EXERCISE OBJECTIVE: Repeat word for word the stretch of the article about the withdrawn health magazine from "Today, we learned" through "earlier this year.".

Today, we learned that the editors of Get Well – the rebranded What Doctors Don’t Tell You magazine – have decided to withdraw it from the shelves of retailers across the UK, so it will in future only be sold on a subscription-only model.
What Doctors Don’t Tell You has been notorious for years as a source of misleading health claims, ranging from the dubious to the downright dangerous. Good Thinking has aired our concerns over the pseudoscientific claims within the magazine for years, including congratulating WH Smith when they withdrew it from stock in 2014, successfully challenging the wisdom of the Steve Wright show on BBC Radio 2 when they aired an uncritical interview with the magazine’s editor Lynne McTaggart in 2016, and criticising the sale of the magazine in Sainsbury’s, Asda and Waitrose earlier this year.
We obviously are not the only people to raise concerns over this magazine. In 2012, Dr Margaret McCartney wrote a piece in the BMJ highlighting the danger of the misleading claims within What Doctors Don’t Tell You’s October issue; the Nightingale Collaboration wrote numerous complaints in 2013 regarding the breaches in advertising CAP code contained within the magazine; and skeptical writers and pro-science activists across the country have spent years highlighting the dangerous misinformation promoted by the magazine – you can find a good summary of the concerns here.

DATA EXCERPTS:
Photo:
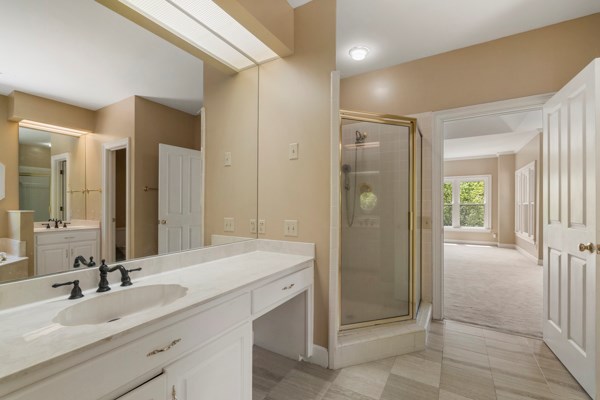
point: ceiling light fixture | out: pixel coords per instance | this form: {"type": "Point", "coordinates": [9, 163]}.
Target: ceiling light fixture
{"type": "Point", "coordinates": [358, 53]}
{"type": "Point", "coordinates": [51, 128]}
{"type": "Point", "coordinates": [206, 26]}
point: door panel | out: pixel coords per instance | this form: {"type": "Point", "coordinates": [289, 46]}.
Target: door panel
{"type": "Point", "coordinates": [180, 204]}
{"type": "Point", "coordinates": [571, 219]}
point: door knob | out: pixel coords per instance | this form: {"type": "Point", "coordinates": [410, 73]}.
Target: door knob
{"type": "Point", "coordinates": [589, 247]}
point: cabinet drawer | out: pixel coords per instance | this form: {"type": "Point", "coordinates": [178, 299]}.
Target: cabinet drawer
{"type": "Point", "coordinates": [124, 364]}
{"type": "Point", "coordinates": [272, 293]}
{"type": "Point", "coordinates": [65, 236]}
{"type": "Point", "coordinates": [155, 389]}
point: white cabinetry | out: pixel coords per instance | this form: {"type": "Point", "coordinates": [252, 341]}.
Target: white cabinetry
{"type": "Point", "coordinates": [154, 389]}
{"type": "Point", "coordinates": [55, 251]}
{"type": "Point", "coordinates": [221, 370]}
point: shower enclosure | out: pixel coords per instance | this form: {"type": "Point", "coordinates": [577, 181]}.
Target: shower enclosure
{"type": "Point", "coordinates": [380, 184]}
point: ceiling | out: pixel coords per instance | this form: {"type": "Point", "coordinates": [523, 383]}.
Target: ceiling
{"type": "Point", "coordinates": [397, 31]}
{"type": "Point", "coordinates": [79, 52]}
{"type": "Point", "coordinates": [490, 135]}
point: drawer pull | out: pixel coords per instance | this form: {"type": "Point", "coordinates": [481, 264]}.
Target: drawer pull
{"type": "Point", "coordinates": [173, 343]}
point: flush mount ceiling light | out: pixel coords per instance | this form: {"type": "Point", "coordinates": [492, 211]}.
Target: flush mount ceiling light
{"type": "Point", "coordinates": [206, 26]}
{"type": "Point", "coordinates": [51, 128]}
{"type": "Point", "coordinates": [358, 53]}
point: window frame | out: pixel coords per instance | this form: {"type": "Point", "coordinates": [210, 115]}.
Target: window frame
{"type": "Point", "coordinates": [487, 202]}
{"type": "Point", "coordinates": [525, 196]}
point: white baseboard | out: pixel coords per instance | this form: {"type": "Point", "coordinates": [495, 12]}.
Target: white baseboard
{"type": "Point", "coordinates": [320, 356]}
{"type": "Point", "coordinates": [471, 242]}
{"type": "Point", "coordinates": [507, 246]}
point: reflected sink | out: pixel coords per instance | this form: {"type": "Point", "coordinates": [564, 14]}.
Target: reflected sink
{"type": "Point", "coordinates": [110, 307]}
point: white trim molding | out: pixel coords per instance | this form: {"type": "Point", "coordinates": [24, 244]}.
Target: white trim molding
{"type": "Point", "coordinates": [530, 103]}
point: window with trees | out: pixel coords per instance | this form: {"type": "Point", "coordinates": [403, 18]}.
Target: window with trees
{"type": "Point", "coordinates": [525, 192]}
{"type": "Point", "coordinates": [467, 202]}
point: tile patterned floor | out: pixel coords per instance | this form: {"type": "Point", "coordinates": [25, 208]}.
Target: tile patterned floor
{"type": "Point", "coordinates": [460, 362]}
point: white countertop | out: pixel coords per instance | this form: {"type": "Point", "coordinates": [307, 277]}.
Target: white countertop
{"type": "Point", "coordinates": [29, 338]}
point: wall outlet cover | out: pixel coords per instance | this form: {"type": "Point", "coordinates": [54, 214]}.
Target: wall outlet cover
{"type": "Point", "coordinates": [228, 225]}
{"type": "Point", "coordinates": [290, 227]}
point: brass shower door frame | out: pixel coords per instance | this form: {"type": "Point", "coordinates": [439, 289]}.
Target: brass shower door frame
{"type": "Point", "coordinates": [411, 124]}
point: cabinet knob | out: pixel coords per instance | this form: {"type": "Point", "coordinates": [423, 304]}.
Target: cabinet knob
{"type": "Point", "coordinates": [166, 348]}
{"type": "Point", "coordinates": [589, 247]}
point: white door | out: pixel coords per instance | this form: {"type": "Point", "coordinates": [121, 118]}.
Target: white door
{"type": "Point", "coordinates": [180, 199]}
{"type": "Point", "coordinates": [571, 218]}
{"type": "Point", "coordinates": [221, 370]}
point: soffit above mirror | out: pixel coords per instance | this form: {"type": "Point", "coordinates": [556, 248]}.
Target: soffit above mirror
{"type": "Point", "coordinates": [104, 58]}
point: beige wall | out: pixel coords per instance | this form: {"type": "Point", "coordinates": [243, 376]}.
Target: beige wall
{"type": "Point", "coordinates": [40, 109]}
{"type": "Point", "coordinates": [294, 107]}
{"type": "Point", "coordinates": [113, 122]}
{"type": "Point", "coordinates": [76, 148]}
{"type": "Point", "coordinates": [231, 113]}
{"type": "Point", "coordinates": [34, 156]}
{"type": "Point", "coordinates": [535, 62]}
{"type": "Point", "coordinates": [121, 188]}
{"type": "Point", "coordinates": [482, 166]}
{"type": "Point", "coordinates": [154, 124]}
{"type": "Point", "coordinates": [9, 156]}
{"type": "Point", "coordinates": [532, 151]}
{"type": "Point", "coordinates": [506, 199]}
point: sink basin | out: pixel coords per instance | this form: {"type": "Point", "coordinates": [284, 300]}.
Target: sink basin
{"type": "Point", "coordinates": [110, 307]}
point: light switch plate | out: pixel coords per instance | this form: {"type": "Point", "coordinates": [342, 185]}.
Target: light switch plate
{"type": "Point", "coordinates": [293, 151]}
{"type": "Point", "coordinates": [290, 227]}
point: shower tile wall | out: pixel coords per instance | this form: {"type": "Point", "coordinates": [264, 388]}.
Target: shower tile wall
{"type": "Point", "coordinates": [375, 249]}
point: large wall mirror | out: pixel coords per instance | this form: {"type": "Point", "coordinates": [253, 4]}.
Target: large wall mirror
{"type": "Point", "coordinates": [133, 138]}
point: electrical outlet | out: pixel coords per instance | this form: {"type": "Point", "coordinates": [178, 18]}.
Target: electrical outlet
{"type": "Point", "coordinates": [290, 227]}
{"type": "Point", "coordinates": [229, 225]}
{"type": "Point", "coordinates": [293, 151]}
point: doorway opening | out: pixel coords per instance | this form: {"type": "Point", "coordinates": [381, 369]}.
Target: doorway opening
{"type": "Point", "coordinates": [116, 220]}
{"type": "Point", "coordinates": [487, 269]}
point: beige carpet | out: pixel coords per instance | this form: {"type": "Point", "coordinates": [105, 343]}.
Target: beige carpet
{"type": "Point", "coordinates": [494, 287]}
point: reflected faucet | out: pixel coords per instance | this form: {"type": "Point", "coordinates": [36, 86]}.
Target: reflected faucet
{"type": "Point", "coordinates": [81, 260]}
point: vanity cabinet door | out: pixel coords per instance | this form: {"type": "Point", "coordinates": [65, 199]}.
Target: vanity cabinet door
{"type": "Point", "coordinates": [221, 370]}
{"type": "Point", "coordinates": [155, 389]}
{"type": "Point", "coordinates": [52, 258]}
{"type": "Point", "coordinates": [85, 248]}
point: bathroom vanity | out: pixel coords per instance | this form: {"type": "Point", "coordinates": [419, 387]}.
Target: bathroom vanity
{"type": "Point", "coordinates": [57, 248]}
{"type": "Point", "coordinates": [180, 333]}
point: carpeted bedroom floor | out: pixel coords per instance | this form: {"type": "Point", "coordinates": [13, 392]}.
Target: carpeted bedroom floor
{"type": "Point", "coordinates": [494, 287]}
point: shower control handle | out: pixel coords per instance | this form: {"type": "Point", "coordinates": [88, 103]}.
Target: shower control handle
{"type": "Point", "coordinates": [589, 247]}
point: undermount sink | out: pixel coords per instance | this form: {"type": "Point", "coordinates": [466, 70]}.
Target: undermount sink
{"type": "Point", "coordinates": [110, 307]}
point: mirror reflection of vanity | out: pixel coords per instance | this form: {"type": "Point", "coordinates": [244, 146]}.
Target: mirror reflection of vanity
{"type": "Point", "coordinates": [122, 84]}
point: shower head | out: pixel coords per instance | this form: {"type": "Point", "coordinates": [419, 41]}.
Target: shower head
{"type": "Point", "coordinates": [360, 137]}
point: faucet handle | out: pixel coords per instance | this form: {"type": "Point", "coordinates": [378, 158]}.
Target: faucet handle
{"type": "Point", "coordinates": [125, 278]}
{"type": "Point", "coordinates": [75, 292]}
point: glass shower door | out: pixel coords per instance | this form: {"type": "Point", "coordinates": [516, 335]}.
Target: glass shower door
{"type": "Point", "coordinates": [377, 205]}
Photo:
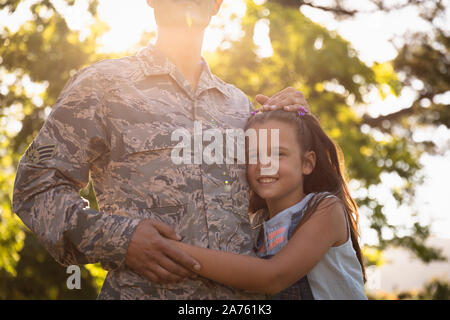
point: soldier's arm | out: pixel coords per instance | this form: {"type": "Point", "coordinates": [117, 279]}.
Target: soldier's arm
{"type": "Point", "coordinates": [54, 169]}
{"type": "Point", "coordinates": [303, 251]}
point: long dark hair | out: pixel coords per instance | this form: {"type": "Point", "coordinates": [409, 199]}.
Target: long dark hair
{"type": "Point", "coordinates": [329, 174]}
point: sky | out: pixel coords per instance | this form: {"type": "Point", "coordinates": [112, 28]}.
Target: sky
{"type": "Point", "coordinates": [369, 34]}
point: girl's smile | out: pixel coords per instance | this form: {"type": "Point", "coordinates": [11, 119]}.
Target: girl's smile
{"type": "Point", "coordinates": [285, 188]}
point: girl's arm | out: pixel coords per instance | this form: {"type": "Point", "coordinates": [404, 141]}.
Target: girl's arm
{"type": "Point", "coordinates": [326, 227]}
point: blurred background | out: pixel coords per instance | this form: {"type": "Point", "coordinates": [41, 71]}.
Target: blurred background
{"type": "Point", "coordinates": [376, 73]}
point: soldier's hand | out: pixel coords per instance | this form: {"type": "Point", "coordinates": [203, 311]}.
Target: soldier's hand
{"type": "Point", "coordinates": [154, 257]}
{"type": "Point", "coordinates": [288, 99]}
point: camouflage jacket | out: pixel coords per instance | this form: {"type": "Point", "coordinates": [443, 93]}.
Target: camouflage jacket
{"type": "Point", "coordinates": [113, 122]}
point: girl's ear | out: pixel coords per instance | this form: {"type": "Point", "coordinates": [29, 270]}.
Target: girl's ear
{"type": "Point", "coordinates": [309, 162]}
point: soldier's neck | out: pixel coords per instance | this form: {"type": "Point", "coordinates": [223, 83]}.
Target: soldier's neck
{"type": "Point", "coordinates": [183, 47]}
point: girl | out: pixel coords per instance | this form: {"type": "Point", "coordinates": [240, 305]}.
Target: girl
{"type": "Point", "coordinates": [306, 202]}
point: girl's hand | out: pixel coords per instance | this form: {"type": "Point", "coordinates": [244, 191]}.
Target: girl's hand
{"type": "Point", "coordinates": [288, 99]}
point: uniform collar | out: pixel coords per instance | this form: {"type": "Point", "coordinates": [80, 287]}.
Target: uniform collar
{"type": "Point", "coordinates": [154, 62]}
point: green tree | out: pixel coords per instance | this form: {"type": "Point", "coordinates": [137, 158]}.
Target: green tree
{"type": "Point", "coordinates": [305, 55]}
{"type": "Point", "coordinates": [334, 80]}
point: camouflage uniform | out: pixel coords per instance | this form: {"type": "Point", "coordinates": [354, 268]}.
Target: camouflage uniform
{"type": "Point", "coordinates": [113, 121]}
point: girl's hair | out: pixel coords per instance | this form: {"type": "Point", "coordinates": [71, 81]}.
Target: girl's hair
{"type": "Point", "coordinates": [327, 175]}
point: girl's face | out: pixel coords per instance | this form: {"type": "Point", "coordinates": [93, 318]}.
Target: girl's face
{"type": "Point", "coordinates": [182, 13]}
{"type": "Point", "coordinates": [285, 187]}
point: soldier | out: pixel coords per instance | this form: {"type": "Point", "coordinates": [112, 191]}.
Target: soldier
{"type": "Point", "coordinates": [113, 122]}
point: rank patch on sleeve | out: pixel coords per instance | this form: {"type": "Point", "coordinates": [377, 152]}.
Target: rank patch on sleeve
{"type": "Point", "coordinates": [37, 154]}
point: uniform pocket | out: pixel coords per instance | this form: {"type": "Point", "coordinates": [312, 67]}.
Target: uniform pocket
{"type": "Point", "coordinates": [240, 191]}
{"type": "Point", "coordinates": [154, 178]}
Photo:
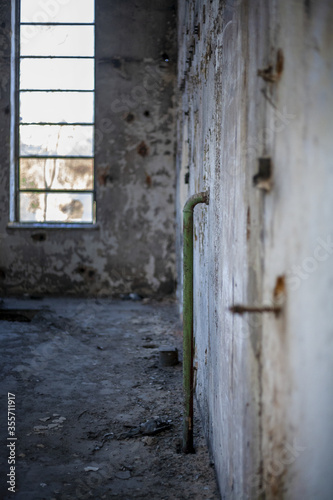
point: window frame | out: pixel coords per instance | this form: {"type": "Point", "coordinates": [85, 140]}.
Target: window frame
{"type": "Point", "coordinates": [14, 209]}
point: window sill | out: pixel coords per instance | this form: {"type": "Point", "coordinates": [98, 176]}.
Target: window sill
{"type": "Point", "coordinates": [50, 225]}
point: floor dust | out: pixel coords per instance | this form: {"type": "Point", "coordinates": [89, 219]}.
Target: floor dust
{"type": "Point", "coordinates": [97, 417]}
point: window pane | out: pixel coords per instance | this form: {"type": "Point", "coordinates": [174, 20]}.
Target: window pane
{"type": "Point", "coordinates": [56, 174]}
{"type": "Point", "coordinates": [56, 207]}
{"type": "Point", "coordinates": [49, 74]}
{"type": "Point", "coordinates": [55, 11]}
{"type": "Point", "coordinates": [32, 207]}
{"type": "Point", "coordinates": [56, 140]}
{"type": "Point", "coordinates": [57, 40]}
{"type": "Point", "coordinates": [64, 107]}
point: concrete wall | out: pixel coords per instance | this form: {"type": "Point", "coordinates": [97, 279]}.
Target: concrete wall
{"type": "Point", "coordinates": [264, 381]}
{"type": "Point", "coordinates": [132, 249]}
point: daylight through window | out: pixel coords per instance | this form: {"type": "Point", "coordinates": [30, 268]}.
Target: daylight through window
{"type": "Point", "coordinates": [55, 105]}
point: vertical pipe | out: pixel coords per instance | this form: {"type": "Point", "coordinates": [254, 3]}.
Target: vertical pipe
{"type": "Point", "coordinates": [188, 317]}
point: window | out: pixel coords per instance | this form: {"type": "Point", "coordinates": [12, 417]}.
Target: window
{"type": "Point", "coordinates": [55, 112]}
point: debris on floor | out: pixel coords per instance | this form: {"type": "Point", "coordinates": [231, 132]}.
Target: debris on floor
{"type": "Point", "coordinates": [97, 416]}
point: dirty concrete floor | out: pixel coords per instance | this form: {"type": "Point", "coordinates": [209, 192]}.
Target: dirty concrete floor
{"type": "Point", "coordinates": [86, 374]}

RESULT:
Today, we learned that the editors of Get Well – the rebranded What Doctors Don’t Tell You magazine – have decided to withdraw it from the shelves of retailers across the UK, so it will in future only be sold on a subscription-only model.
What Doctors Don’t Tell You has been notorious for years as a source of misleading health claims, ranging from the dubious to the downright dangerous. Good Thinking has aired our concerns over the pseudoscientific claims within the magazine for years, including congratulating WH Smith when they withdrew it from stock in 2014, successfully challenging the wisdom of the Steve Wright show on BBC Radio 2 when they aired an uncritical interview with the magazine’s editor Lynne McTaggart in 2016, and criticising the sale of the magazine in Sainsbury’s, Asda and Waitrose earlier this year.